▶ **Data to process**
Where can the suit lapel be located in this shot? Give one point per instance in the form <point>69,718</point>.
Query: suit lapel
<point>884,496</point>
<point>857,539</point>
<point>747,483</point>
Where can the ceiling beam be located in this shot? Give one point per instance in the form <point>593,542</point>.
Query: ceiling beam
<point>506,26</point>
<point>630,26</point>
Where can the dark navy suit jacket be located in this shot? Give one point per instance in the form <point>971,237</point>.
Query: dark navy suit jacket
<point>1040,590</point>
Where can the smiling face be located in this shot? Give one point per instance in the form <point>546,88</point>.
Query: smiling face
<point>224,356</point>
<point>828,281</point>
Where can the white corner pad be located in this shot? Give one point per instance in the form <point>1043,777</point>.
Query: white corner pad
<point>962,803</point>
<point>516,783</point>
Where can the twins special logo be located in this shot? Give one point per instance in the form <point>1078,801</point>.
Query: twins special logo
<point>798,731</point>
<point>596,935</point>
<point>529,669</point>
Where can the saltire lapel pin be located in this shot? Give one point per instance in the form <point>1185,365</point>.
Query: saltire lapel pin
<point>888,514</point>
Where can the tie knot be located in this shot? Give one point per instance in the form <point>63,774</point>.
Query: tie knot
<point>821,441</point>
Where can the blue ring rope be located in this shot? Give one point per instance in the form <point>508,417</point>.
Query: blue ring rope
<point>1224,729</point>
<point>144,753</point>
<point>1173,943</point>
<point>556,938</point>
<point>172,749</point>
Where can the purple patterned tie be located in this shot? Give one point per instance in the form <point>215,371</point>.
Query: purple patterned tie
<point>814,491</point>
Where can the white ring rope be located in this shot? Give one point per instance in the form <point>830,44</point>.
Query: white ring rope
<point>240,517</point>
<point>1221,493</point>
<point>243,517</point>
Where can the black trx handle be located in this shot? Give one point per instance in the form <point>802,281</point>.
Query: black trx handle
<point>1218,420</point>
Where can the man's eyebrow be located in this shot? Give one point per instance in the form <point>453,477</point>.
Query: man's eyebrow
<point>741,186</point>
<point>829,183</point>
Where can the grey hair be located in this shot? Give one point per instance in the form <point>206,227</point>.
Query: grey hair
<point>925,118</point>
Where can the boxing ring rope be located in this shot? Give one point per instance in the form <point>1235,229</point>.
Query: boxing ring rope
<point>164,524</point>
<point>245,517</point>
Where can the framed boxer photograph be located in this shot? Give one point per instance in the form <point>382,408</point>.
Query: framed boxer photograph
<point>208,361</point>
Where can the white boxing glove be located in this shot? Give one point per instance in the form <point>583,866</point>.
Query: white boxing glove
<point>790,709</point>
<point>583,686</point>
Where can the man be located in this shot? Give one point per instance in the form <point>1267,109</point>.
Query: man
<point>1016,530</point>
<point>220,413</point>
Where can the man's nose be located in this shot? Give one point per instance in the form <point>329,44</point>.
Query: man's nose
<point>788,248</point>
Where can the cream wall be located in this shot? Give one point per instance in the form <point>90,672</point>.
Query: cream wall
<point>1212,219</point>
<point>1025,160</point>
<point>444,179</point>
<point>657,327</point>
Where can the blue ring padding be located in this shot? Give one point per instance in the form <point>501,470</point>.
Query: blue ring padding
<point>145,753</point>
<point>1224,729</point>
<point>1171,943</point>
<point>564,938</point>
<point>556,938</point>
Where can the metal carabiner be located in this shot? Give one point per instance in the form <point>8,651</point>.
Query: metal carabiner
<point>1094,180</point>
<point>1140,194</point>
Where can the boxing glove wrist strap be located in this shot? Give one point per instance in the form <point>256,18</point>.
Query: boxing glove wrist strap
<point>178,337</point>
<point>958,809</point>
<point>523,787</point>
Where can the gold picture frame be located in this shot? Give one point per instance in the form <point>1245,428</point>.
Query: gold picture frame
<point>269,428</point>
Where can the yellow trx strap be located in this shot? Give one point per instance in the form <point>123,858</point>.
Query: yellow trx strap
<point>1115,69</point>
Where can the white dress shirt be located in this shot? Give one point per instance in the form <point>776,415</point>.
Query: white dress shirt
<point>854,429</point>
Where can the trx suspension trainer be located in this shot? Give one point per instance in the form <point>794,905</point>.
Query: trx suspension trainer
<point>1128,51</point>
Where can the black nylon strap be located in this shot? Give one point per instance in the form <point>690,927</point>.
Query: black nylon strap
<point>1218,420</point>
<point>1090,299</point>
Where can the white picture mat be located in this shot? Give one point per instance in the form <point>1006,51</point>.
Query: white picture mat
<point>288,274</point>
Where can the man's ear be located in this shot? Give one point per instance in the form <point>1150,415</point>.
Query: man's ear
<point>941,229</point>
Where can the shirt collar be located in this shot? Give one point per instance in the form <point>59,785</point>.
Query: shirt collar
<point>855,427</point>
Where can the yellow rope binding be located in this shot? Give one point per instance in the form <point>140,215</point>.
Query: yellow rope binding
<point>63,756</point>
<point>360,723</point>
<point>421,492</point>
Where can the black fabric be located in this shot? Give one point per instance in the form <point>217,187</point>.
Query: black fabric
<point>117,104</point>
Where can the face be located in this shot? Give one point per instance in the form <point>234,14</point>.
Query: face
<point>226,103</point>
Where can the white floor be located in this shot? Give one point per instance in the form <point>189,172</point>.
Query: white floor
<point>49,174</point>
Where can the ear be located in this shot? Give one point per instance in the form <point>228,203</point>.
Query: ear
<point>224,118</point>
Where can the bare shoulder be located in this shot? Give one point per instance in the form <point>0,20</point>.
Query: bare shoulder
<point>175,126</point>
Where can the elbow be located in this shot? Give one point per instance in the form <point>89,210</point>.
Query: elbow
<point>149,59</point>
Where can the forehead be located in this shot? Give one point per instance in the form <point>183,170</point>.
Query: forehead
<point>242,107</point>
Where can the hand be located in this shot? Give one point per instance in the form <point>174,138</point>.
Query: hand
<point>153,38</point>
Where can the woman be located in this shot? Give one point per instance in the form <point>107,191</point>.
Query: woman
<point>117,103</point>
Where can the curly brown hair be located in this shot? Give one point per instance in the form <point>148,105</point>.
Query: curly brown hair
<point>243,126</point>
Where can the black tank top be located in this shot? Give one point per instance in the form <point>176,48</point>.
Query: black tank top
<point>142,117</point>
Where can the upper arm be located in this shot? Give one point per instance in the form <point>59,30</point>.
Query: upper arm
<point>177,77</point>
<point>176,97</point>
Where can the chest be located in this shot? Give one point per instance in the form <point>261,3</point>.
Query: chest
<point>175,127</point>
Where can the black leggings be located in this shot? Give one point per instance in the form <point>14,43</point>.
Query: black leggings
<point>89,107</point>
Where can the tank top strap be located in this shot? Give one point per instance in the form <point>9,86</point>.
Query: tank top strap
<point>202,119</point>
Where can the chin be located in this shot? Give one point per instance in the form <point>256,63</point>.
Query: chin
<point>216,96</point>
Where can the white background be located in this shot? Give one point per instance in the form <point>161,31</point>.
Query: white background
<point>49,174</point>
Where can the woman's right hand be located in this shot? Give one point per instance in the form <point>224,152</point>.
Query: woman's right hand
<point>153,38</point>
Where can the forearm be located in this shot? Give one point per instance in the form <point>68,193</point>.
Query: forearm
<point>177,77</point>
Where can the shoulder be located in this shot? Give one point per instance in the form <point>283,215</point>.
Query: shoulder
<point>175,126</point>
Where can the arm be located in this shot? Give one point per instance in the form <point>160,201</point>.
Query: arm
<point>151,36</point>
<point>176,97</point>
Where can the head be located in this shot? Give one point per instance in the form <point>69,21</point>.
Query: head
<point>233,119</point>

▶ **Aim**
Rewrite the lines from the first one above to the line with "<point>529,669</point>", both included, keeping the requests as they are and shifting each coordinate in the answer points by adding 14 to it. Give only those lines.

▶ **Complete response**
Where can the suit lapel be located in this shot? Give one point per instance in the form <point>69,718</point>.
Query: suit lapel
<point>898,510</point>
<point>871,553</point>
<point>761,497</point>
Where can the ceiling beam be located in this shot? Give one point per instance in the form <point>593,542</point>.
Query: ceiling beam
<point>520,40</point>
<point>644,40</point>
Where can the dark navy suit jacket be located in this shot? Give one point per instance in the form <point>971,237</point>.
Query: dark navy suit jacket
<point>1054,604</point>
Where can the smiling face be located in this shot? Give one point per instance in the form <point>546,88</point>.
Query: smiling face
<point>238,370</point>
<point>842,295</point>
Where can the white corner pad be located in this shot? Give one point per instance in the form <point>1043,777</point>.
Query: white corner pad
<point>976,817</point>
<point>530,797</point>
Where can the twins special logo be located in this shot? Give one point per instance in the form <point>1078,801</point>.
Query: twins special logo
<point>812,745</point>
<point>610,949</point>
<point>543,683</point>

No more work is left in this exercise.